- [Source]

————————

SAN FRANCISCO — With time running down on another disastrous third quarter for the Celtics, Warriors guard Jordan Poole gathered the ball just inside midcourt and fired it toward the rim. In most other cases, it would have no chance. In this case, it seemed there was no chance that it would miss.
Sure enough, the ball slid through the net at the buzzer, the final moments of the 12-minute avalanche. The Warriors outscored Boston by 21 points in the third quarter, setting an NBA Finals franchise record and leaving no room for a powerful comeback as they rolled to a 107-88 win that tied the series at 1.
Game 3 will be played at TD Garden on Wednesday night.
Jayson Tatum had 28 points on 8 of 19 shooting for Boston. Jaylen Brown added 17, but 9 came in the first two and a half minutes; he was just 2 for 14 after that. Seventy-five seconds into the fourth quarter, they, Marcus Smart, and Al Horford all went to the bench for the rest of the night.
Stephen Curry had 29 points to pace Golden State, which made 15 of 37 3-pointers as a team. The Warriors scored 33 points off of 19 Boston turnovers.
Observations from the game:
⋅ The Celtics were overcome getting walloped in the third quarter in Game 1, but the Warriors’ third-quarter dominance Sunday was so severe that it wiped out any hope for a similar comeback.
Part of it was just elite shot-making. Curry and Poole both put on a show from beyond the arc, capped by Poole’s buzzer-beater. But the Celtics just generally unraveled and lost focus, a puzzling repeat. Tatum attempted just two shots in the quarter, and Boston made just four. Plenty of possessions ended with the shot clock running down and someone forced to create something out of nothing.
It didn’t work.
⋅ Gary Payton II, sidelined since suffering a left elbow fracture in Game 2 of the conference semifinals last month, received a standing ovation when he checked in midway through the first quarter.
Payton was officially cleared to play in Game 1, but did not make an appearance, and coach Steve Kerr later acknowledged that he was not quite ready. At recent practices, Payton, a lefty, was never seen even taking part in shooting drills, raising questions about how he could contribute at that end.
His primary value is as a defensive stopper, of course. He missed an easy layup after some slight contact from Brown and then missed both free throws badly. But a couple of minutes later drilled a 3-pointer from the left corner. It was notable that Kerr turned to Payton ahead of Poole in the third.
⋅ Draymond Green seemed determined to give his team an emotional jolt at the start. He forced a jump-ball on Boston’s first possession and tried to rattle the Celtics with some chirping. He and Tatum were separated after barking at each other a bit, and on the ensuing inbounds Green drew a foul on Tatum. A couple of minutes later, Green picked up a technical. It seemed like he was focused on getting under the Celtics’ skin.

————————

- [Entries shown]
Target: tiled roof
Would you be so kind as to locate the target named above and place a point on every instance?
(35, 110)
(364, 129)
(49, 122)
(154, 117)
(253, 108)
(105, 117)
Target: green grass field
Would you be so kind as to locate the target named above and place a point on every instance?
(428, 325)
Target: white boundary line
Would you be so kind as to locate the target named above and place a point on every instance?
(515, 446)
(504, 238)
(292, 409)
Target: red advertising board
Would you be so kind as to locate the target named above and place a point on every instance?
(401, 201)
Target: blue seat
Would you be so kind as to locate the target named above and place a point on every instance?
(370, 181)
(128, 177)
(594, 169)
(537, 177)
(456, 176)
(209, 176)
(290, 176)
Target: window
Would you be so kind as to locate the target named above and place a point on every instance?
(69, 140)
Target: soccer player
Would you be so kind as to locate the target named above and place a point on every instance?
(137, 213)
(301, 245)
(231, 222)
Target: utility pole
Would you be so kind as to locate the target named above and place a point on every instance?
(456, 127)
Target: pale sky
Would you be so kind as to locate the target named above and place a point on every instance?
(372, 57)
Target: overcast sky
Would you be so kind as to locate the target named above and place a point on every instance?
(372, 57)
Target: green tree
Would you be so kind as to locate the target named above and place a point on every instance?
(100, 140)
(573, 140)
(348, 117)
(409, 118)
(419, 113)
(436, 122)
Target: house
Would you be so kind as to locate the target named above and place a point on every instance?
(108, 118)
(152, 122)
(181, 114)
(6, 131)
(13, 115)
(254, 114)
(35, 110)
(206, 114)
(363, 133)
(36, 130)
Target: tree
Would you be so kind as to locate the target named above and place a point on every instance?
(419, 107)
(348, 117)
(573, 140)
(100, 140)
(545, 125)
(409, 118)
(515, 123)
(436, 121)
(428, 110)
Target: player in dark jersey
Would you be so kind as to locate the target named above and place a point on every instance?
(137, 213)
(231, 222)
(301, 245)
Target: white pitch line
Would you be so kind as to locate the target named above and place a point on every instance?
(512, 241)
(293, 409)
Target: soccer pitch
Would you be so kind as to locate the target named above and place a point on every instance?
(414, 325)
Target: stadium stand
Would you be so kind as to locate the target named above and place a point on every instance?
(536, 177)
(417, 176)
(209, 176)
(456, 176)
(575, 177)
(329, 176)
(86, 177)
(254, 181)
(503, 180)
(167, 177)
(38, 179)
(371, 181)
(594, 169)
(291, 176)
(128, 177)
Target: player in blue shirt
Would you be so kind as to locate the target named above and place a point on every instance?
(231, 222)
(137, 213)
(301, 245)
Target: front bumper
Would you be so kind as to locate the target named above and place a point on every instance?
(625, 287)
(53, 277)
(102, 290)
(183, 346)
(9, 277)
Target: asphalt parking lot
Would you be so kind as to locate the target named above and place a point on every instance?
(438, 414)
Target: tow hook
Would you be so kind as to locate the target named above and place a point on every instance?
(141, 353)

————————

- [Problem 1]
From the game report on the Warriors' Game 2 win over the Celtics, list every Golden State player named.
- [Problem 2]
Continue the game report on the Warriors' Game 2 win over the Celtics, starting after its last sentence.

- [Final answer 1]
Jordan Poole, Stephen Curry, Gary Payton II, Draymond Green

- [Final answer 2]
Warriors fans held their breath during a review of a mild altercation between Brown and Green late in the second quarter. Green fouled Brown on a 3-pointer, and the two tumbled to the ground. Brown stood up and stood over Green before Green took offense to it. A double technical would have been disastrous for the Warriors, because Green would have been ejected, but nothing was called after the review.
The right decision for a very mild moment in the Finals.
⋅ Tatum seemed determined to push aside his 3 for 17 shooting performance in Game 1, and was especially aggressive at the offensive end to start. It didn’t work that well for him initially, as he missed a few jumpers and started flailing with rip-through moves while searching for contact. But the Warriors somehow left him wide open for a 3-pointer late in the quarter and he quickly added another. His four makes in the first quarter were more than his total from Game 1.
⋅ In the first quarter of Game 1, Curry hit six 3-pointers and erupted for 21 points. On a few of those jumpers, Boston had inexcusable miscommunication, but the start Sunday was much better. Smart stayed plastered to Curry, and communication on screens was excellent. He attempted just three 3-pointers, sinking one.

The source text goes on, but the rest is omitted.